======== Provided text
Wu Zetian, the most controversial woman in Chinese history

Society & Culture

For some, Wu Zetian is a brilliant statesman slandered by Confucian misogyny; for others, she’s a blood-soaked usurper who schemed her way to power. China's only empress left behind quite the legacy — and a lot of bodies.

Illustration by Derek Zheng

“She killed her sister, butchered her elder brothers, murdered the ruler, poisoned her mother. She is hated by gods and men alike.”

Thus did contemporary historians lash out at China’s only female emperor; they probably would have omitted her entirely had it not been for the spectacular changes she wrought on the Tang Empire. These they mentioned through gritted teeth, but were quick to add tales of torture, debauchery, and murder. She “might have ranked among China’s most outstanding rulers,” notes historian John Keay, “but for the handicap of gender.”

Therein lies the tragedy of Wǔ Zétiān 武则天.

Who is Wu Zetian?

For some, she’s a brilliant statesman slandered by Confucian misogyny; for others, she’s a blood-soaked usurper who schemed her way to power. “All fell before her moth brows,” says contemporary poet Luò Bīnwáng 骆宾王. “She whispered slander from behind her sleeves, and swayed her master with vixen flirting.” No tradition was too strong, no convention too entrenched for her to mold or break according to her needs.

Her first steps toward power came from her family. Unlike other dynasties, the Tang tolerated the education of women. That meant her father, a Duke and general, ensured her active mind was fueled with the Confucian classics and practiced music, poetry, and public speaking. She was also lucky to have been born incredibly pretty: only the fairest in the kingdom gained entry into the imperial harem, as Wu did around 636 AD, aged 14. The Emperor Tàizōng 太宗 named her Měiniáng 美娘, “The Charming Lady.”

Although just a maidservant, Wu managed to corner the emperor while changing his bed and impressed him with her wit and knowledge of Chinese history. He promoted her to be his secretary, winning the admiration of numerous male courtiers, including the Prince of Jin, the ninth son of Taizong, benign but considered too weak by his father. It’s likely he became her new lover.

It was this relationship that got her out of the monastery she’d been cast into at the death of Taizong, coming back as the consort to the prince, the newly crowned Emperor Gāozōng 高宗. She returned to a crowded court: Gaozong already had two women competing for his affections — Empress Wang and Consort Xiao. Both were suddenly removed from their positions by Gaozong when he believed Wu’s claim that the two had murdered her newborn daughter. Later historians accused her of killing the baby herself, using its corpse for her first coup d’etat.

With that, Wu became Gaozong’s empress in 655, gradually entrusted with all affairs of state, especially after the emperor suffered a paralyzing stroke in 660. Gaozong sat enthroned before his ministers as usual while they counseled him, but Wu would be parked behind a screen, listening in. “Promotion or demotion, life or death, were settled by her word,” according to Song dynasty historian Sīmǎ Guāng 司马光 in the Zizhi Tongjian.
================
======== Excerpted data
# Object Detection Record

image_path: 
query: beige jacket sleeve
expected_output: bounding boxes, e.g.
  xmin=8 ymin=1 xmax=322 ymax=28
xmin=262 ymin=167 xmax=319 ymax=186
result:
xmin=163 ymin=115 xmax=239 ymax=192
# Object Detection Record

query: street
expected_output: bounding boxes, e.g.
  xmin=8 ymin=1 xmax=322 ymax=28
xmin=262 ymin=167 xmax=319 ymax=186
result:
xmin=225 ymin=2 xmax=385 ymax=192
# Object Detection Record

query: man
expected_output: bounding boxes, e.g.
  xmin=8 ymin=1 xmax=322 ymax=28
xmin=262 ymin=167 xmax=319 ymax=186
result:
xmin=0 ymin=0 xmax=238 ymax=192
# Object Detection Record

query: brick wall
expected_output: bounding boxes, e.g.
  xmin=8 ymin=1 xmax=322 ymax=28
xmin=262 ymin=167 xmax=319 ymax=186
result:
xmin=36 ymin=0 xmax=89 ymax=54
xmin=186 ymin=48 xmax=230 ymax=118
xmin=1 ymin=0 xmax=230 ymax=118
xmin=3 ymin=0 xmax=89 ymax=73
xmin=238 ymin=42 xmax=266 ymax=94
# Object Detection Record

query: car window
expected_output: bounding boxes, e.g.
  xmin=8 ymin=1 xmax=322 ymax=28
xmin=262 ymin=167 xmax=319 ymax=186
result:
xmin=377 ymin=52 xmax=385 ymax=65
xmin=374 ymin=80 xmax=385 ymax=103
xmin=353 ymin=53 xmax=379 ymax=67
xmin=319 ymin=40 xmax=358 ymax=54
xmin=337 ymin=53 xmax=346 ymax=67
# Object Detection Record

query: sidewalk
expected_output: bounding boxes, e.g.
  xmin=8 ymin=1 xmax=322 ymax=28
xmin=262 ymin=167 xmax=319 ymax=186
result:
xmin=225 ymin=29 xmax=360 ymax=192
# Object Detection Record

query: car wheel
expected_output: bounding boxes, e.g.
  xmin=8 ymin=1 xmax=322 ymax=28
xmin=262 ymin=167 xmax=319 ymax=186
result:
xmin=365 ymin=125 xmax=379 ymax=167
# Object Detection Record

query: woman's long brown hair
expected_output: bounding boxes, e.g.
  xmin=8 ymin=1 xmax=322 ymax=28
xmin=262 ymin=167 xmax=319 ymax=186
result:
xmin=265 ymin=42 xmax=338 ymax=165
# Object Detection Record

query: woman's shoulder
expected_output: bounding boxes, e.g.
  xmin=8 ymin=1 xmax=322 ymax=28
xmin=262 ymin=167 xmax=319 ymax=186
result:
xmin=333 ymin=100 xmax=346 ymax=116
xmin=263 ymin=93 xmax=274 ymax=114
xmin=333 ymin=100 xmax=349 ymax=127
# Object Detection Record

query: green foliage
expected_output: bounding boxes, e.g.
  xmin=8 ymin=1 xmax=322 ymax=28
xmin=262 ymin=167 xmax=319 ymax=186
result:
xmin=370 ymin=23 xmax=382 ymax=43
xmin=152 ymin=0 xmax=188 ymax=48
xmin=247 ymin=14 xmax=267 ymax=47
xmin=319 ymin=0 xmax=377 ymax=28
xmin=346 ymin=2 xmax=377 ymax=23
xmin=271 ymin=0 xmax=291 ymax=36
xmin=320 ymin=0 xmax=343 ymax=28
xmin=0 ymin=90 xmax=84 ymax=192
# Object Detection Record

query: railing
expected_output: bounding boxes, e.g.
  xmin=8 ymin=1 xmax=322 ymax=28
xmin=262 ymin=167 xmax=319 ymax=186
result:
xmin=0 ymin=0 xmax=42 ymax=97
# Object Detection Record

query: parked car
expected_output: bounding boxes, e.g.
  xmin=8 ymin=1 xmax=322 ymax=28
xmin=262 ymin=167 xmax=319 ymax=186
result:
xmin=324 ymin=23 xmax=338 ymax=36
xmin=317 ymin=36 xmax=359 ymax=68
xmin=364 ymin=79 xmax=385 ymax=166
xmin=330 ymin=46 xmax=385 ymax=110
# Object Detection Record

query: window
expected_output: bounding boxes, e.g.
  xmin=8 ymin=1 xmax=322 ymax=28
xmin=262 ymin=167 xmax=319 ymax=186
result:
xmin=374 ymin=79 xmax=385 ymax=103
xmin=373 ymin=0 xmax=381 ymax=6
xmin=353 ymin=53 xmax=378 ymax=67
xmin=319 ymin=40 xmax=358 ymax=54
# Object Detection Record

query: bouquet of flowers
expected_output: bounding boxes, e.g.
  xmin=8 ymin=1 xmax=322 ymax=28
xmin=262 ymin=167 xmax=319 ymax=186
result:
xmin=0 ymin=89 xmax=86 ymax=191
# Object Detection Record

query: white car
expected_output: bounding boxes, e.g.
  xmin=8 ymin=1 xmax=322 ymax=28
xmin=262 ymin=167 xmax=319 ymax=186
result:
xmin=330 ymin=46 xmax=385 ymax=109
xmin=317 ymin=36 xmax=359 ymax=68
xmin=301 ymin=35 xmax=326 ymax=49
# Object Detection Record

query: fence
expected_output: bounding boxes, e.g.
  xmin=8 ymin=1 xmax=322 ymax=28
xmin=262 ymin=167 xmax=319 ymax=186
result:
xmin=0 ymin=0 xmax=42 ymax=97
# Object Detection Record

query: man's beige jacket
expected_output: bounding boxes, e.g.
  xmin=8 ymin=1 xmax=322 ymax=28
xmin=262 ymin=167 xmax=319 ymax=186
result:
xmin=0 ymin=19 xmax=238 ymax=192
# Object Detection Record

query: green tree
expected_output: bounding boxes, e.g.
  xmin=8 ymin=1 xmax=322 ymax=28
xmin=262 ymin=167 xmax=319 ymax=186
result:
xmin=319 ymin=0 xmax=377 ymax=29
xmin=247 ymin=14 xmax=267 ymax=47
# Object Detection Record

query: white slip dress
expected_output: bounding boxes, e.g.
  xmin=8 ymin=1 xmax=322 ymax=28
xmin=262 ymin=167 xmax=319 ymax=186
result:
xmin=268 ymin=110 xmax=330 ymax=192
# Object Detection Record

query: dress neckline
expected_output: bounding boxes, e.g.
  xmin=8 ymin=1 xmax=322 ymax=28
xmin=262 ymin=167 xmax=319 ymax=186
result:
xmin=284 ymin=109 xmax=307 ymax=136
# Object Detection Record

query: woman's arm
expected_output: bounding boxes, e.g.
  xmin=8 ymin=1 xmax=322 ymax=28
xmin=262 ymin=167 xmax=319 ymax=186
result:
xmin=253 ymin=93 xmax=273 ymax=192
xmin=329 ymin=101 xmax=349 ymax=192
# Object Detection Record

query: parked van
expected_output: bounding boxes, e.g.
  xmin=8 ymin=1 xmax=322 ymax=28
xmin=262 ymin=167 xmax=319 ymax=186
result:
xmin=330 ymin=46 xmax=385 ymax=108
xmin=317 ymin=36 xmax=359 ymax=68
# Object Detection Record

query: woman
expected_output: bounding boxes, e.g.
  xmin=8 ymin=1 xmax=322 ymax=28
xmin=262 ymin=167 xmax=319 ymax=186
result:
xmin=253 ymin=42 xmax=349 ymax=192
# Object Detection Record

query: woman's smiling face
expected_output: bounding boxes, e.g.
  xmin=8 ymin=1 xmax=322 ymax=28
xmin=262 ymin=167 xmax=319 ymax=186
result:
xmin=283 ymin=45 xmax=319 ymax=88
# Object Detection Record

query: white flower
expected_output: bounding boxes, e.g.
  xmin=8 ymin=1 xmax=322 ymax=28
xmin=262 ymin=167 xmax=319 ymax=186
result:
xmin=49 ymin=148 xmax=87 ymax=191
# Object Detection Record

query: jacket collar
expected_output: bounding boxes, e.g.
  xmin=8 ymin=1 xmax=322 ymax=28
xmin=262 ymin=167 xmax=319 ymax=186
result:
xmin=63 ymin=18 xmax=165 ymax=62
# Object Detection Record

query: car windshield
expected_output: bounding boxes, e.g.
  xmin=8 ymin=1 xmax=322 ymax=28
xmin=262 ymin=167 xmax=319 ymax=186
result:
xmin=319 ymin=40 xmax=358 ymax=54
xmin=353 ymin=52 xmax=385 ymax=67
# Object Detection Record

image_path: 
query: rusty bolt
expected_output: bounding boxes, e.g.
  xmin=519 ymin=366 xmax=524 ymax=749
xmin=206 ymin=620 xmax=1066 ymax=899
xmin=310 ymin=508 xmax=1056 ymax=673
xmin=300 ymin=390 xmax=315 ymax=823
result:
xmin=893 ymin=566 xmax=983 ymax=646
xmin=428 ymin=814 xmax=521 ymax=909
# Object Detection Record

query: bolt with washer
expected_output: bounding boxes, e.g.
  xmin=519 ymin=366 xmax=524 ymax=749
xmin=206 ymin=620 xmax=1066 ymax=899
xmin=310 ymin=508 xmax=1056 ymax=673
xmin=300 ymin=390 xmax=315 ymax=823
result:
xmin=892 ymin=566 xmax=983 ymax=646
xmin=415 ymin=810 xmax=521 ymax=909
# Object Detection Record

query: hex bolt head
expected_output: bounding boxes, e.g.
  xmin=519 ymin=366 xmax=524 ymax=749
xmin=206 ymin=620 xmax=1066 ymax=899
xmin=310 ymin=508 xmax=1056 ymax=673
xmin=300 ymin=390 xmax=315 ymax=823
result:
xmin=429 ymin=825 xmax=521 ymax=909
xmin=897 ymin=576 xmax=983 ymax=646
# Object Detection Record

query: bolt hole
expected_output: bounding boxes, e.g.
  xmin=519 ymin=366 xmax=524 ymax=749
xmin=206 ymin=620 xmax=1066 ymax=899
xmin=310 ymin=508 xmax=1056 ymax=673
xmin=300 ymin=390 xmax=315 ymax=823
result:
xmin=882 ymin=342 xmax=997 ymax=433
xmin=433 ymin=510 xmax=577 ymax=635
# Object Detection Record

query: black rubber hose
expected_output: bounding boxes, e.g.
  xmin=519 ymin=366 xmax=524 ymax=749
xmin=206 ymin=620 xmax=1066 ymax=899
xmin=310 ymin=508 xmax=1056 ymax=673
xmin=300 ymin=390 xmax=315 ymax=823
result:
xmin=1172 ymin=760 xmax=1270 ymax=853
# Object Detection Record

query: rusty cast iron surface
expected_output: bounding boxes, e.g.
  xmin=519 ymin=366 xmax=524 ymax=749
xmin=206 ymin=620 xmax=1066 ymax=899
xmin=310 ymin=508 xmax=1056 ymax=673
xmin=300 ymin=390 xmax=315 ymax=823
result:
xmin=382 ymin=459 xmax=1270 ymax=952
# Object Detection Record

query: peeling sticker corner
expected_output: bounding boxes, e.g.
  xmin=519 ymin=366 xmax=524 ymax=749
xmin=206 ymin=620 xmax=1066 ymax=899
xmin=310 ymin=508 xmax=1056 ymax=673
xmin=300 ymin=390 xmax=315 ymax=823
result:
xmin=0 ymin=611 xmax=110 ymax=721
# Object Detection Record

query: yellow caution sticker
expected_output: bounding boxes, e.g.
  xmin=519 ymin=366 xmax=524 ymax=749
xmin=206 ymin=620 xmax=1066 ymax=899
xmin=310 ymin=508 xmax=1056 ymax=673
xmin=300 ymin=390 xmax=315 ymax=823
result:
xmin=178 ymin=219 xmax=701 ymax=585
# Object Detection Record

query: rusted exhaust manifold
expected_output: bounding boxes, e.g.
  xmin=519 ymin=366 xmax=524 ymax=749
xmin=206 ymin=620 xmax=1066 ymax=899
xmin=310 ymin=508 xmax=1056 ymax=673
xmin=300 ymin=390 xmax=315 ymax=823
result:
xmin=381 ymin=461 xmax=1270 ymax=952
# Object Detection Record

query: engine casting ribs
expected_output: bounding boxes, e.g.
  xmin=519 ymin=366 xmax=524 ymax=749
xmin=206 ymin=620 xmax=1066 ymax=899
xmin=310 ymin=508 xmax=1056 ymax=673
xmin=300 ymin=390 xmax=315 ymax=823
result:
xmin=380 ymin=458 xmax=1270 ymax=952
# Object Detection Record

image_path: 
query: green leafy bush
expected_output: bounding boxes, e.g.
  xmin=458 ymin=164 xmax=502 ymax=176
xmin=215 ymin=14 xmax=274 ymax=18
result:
================
Exercise requirements:
**A.** In the Wu Zetian article, what name did Emperor Taizong give her?
**B.** Based on the Wu Zetian article, explain why Gaozong removed Empress Wang and Consort Xiao from their positions.
**C.** List each thing the Wu Zetian article says her father had her study or practice.

Solution set:
**A.** Měiniáng 美娘, "The Charming Lady."

**B.** Gaozong believed Wu's claim that the two women had murdered her newborn daughter, so he suddenly removed both from their positions.

**C.**
- the Confucian classics
- music
- poetry
- public speaking